## ASSIGNMENT
When copying the data below, keep only the lines from the one with "Mark one point on each instance of the turquoise" through the one with "Mark one point on each instance of the boulder", word for word, and skip the pictures.

(PROVIDED ENTRIES)

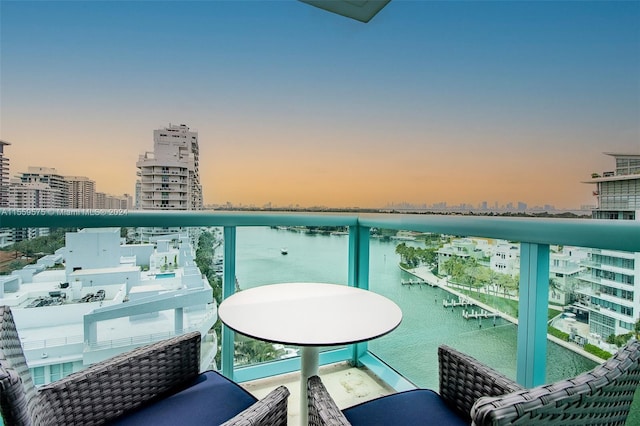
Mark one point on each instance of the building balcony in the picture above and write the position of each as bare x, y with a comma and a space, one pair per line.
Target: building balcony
406, 357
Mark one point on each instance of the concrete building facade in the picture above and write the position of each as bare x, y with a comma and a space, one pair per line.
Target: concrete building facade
82, 192
609, 288
169, 177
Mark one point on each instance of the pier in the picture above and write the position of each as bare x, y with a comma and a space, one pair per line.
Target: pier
453, 303
479, 314
416, 282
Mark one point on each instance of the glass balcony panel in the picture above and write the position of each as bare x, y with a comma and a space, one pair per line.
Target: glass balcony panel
281, 254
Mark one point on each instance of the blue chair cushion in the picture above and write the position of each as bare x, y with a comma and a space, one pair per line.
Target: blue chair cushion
210, 399
414, 407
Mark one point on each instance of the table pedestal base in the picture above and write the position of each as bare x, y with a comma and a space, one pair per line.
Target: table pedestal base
308, 368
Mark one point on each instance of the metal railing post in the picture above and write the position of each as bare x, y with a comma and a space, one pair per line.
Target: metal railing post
359, 273
532, 316
228, 288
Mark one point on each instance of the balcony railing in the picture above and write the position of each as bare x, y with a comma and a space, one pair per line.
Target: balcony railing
535, 237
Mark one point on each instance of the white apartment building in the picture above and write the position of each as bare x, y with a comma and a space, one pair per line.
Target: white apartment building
505, 258
4, 175
610, 288
169, 177
5, 234
31, 195
82, 192
59, 188
108, 201
108, 299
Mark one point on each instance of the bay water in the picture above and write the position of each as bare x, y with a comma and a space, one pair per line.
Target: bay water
411, 349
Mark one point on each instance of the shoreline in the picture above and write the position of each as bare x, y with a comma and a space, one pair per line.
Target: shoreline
424, 274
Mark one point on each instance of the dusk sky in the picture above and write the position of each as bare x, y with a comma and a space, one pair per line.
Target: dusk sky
456, 101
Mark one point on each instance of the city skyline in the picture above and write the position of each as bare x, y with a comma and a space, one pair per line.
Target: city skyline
430, 102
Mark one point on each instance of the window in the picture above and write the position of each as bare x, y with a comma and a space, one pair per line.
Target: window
55, 372
38, 375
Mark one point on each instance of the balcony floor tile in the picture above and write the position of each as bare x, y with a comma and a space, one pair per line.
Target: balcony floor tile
347, 385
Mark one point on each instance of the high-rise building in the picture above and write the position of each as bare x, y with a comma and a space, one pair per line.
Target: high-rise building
108, 201
82, 192
55, 187
169, 177
4, 176
610, 288
5, 233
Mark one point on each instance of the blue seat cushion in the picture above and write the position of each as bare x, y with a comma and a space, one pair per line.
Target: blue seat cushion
414, 407
210, 399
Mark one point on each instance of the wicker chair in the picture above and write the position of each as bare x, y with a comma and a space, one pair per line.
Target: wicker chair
158, 384
471, 393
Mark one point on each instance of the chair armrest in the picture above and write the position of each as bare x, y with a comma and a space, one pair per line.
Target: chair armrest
108, 389
322, 408
464, 379
269, 411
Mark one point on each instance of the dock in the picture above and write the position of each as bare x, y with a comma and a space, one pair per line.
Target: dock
453, 303
479, 314
411, 282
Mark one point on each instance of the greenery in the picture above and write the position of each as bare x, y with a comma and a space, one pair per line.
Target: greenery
593, 349
558, 333
204, 261
414, 256
34, 248
619, 340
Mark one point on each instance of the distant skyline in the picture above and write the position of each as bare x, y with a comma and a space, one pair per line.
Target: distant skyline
456, 102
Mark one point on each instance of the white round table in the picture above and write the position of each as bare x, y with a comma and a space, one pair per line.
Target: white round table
309, 315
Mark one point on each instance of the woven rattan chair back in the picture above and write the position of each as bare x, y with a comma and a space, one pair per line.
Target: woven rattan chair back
602, 396
18, 396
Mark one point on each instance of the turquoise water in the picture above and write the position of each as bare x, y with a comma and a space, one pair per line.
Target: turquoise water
412, 347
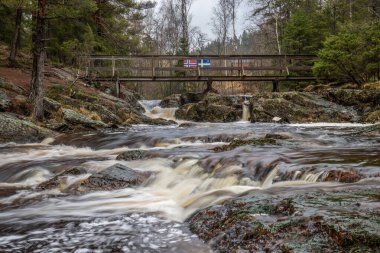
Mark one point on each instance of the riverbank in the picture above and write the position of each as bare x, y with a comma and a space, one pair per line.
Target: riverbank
240, 187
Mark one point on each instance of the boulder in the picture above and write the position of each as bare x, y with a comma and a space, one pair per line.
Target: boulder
75, 118
106, 115
205, 112
172, 101
5, 102
132, 155
191, 97
373, 117
297, 107
20, 130
277, 136
115, 177
133, 100
60, 179
337, 219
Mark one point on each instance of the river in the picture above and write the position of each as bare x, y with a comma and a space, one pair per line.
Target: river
188, 175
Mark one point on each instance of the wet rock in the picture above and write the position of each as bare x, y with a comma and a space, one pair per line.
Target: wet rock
366, 102
190, 97
373, 117
5, 102
187, 125
105, 115
132, 100
51, 105
343, 176
58, 126
204, 112
253, 142
115, 177
60, 180
293, 221
296, 107
75, 118
132, 155
18, 129
51, 108
172, 101
277, 136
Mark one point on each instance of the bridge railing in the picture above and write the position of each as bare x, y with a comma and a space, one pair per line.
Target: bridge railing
222, 67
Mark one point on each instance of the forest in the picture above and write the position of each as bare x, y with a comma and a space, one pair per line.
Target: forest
344, 34
277, 150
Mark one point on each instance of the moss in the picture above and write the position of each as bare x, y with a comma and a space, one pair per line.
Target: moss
253, 142
85, 97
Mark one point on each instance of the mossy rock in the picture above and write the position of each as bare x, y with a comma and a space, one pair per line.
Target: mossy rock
253, 142
17, 129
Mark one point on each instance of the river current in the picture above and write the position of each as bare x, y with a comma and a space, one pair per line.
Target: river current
188, 175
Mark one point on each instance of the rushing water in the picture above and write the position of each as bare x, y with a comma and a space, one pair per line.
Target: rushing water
188, 176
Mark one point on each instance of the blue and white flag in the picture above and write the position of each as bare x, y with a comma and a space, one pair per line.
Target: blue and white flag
204, 63
190, 63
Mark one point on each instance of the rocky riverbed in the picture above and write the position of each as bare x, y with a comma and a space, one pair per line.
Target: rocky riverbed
200, 187
191, 173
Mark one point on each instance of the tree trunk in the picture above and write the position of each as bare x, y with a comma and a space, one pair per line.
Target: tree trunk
185, 27
36, 89
16, 37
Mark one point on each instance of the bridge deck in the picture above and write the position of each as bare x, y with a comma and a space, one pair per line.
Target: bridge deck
224, 68
206, 78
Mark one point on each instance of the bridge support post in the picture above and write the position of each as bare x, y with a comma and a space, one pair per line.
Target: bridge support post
117, 88
276, 86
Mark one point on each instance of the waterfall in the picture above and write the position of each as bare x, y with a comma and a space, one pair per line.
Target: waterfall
246, 113
155, 111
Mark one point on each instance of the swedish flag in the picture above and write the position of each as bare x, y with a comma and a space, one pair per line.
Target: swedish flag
204, 63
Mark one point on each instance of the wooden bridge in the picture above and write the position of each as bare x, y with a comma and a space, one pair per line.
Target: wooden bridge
221, 68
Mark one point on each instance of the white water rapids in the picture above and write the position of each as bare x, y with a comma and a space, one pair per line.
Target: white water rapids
188, 175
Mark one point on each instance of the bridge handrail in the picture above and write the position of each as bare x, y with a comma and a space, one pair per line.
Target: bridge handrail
179, 57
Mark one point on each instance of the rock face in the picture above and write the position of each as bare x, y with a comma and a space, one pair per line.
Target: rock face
366, 102
5, 102
14, 129
112, 178
178, 100
210, 107
75, 118
297, 107
132, 155
172, 101
204, 112
115, 177
294, 221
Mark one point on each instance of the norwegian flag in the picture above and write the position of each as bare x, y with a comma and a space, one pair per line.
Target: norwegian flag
190, 63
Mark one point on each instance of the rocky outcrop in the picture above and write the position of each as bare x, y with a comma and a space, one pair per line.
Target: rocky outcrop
253, 142
75, 118
132, 155
297, 107
293, 221
204, 112
18, 129
366, 102
113, 178
5, 102
210, 107
172, 101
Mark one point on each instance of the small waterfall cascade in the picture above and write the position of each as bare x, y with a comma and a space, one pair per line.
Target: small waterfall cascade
155, 111
246, 113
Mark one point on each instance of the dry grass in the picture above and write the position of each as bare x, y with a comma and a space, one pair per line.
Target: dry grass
91, 115
372, 86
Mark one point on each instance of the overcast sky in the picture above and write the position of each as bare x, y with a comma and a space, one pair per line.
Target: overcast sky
202, 11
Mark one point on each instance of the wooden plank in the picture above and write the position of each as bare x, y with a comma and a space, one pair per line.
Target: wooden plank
214, 78
180, 57
243, 68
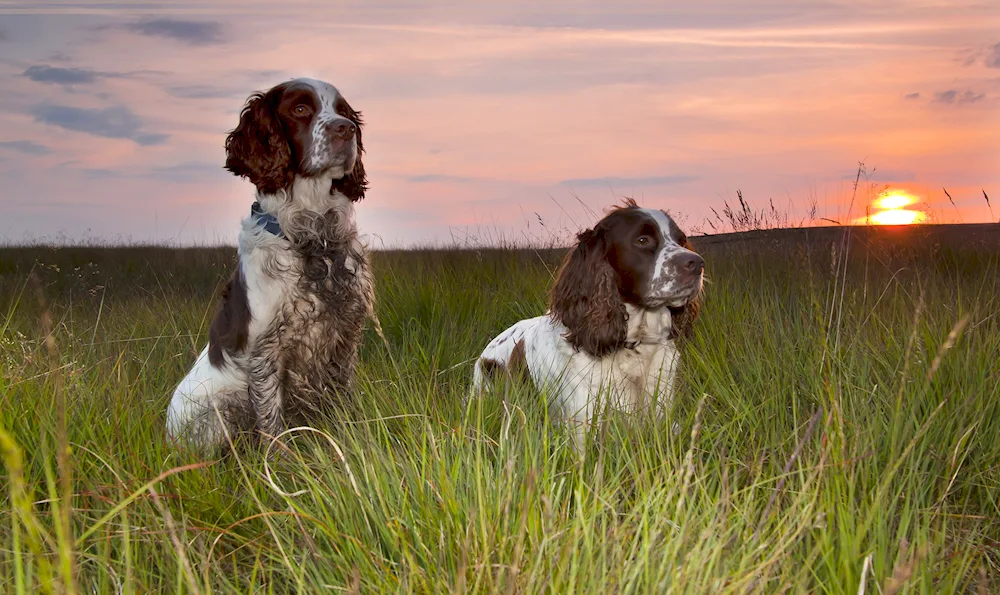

(End PROVIDED ENTRIES)

## TASK RESPONSE
Mark one point on each instance of the turquoise water in the picture above and write the position of each as bare x, y with a comma and a space, one pair per line.
Target: turquoise water
412, 347
Mark one point on each instance of the riverbank in the picture above and write the position of each as bare x, y with a comma and a space, one pair per line.
Target: riverbank
240, 187
Mark one point on each instance of the boulder in the picture above and write the position of each as bare x, y with a comma and a space, one pair per line.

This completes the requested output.